### Short task
Reproduce verbatim the stretch of entries from the line containing "the snow-covered forest" through the line containing "[(760, 693)]", including both of those lines. Give no other lines.

### Stored entries
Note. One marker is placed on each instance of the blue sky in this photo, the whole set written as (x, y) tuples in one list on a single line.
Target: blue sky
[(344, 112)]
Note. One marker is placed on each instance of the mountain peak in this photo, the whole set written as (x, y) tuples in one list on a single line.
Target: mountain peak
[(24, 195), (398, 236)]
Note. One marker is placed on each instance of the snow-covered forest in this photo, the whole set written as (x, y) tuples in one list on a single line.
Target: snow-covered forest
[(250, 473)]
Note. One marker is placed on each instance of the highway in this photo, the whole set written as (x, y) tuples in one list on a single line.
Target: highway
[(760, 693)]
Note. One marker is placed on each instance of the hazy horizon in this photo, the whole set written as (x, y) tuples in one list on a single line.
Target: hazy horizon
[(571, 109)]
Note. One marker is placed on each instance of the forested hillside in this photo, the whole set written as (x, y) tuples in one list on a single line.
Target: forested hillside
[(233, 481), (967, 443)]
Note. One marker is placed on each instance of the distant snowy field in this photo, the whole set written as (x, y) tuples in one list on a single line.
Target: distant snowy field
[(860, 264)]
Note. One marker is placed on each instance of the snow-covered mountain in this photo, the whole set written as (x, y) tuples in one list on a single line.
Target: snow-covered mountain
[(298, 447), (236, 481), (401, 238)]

### Result of this task
Note. One marker is placed on each instance of the snow-covered forest in this photo, the whole set written as (x, y) tuples in one list on a single line.
Target: snow-covered forest
[(250, 473)]
Note. One marker is placed on each instance of the highway in this photo, the whole set written as (x, y) tuples in one list on a single line.
Target: highway
[(760, 693)]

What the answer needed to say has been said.